Page:
Panel 2. Virtual Communities: Empowerment
Chair and introduction: Marie-Soleil Frère
Sylvie Ayimpam & Olivier Kahol – Se connecter par la mobilité de l’argent : contraintes et usages du Mobile Banking dans le petit commerce à distance
Michel Bisa Kibul & Sylvie Ayimpam – Un contexte de contrainte par excellence ? La mobilité de l’argent et la communication en situation carcérale à Kinshasa
Djimet Seli – “ Je suis Hadjeraï ” et puis ?
Inge Ligtvoet – Comic Relief and Everyday Resistance: Humour and Duress in Nigeria’s on/offline discourses on hardship
The Virtual Communities: Empowerment panel was introduced, chaired and translated by Marie-Soleil Frère, a long-standing ‘collaborator’ of our project (In February 2013Marie-Soleil was one of the first guests in our Tuesday Seminar Series!). The panel was built up of four presentations covering three different countries in Central Africa: DR Congo, Chad and Nigeria. The first two presenters, Olivier Kahol and Michel Bisa Kibul (linked to the Mobile Money project coordinated by Inge Butter) touched upon the ways in which virtual mobility surmounts physical immobility. The first example involved long-distance petty trade of liana leaves made possible by mobile banking. The second fascinating example revealed the traffic and use of mobile phones within the walls of the infamous Makala prison in Kinshasa: like a public secret, everybody knows about their presence, but no one dares to speak about it. Thanks to the mobile phone, flows of money and information, among others, are made possible, despite the lack of infrastructure or the restriction of movement (due to confinement). Djimet Seli stated that Facebook was by far the favourite social media of the Hadjeraï (in Central Chad), he argued that it enables legal and peaceful forms of protest. Inge Ligtvoet’s presentation took us across the Francophone-Anglophone divide and elucidated the role of humour in the Nigerian online and offline contexts. As in Seli’s example, social media, in this case, humour, canalizes protest in non-violent ways. Next, to being a form of everyday resistance, humour in Nigeria acts as a mechanism of relief and, even though social media brings about division and mockery, it can also foster unity.
Report by Catherina Wilson
Panel “Virtual Communities: Empowerment”

Set tasks:
a – Decide whether each statement agrees with the panel report, and back each yes or no with the report's exact words: (i) the panel's presentations covered three countries in Central Africa; (ii) Djimet Seli named Twitter as the favorite social media of the Hadjeraï; (iii) the first example concerned long-distance petty trade of liana leaves.
b – Write the next part of the report on the Virtual Communities panel, picking up after its last line.
The data on this page has no connection to the panel report.

Listing:
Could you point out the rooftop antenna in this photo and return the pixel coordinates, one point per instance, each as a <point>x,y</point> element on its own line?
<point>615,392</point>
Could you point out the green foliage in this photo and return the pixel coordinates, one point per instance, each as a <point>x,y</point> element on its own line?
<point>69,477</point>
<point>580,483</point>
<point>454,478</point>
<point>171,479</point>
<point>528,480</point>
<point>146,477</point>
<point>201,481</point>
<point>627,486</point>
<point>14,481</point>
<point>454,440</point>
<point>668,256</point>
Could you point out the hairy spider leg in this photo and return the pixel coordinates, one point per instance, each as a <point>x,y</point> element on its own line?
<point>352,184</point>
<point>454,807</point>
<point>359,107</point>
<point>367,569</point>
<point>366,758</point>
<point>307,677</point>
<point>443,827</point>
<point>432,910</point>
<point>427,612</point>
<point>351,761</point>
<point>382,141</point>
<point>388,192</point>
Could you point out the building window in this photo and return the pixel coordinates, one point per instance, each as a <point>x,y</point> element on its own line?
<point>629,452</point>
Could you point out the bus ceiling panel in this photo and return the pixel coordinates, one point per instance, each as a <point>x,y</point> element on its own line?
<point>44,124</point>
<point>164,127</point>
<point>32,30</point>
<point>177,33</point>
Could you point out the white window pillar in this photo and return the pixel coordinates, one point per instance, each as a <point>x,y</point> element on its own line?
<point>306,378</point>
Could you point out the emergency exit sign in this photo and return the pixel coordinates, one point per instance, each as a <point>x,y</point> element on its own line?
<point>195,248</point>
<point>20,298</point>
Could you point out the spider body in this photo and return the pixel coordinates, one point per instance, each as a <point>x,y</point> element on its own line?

Expected outputs:
a –
(i) Yes: "covering three different countries in Central Africa: DR Congo, Chad and Nigeria"
(ii) No: "Facebook was by far the favourite social media of the Hadjeraï"
(iii) Yes: "The first example involved long-distance petty trade of liana leaves made possible by mobile banking"

b –
In 2011, the Arab Spring exposed the world to the revolutionary character of the social media. Ever since, platforms like Facebook and Twitter are considered important environments for protest all around the world, including Africa. But unlike the events of 2011 in Egypt and Tunisia, online protest in Africa has only limitedly led to offline mobilization or considerable political change. But with an increasing number of young people in Africa having regular access to the internet, the question rises how online networks contribute to social change on the continent. In this panel, we will present the virtual communities of Africa and its diaspora, relating it to the offline realities of duress. Generation Android, the youth that is increasingly connected through (android) smartphones, has appropriated the social media to meet their local needs and (global) aspirations. Virtual communities are made up of (transnational) networks of engaged young citizens who are seeking political change and socioeconomic emancipation. Looking beyond, but not excluding, the idea of digital activism as the response to hardship and conflict in the region, this panel will present virtual communities as, directly or indirectly, driving social change. Entrepreneurial initiatives, religious networks, community building, (satirical) memes, online cartoons, etc., are all part of the virtual communities. These are all responses to the everyday (offline) lived experience of its users. In this panel we try to explore whether it is possible to understand these communities as alternative social spaces (Iwilade, 2013) for civil engagement, as a way of balancing the overemphasized revolutionary character of the social media. This panel was divided in two parts, one focusing on Empowerment, one focusing on Resistance.
Sylvie Ayimpam and Olivier Kahola Tabu
Connecting through the mobility of money: Duress and the use of Mobile Banking in long-distance petty trade
This contribution will focus on the issues of long-distance trade relationships at a distance, in particular on long-distance petty trade and on the commercial networks and communities set up by the various partners in this type of business.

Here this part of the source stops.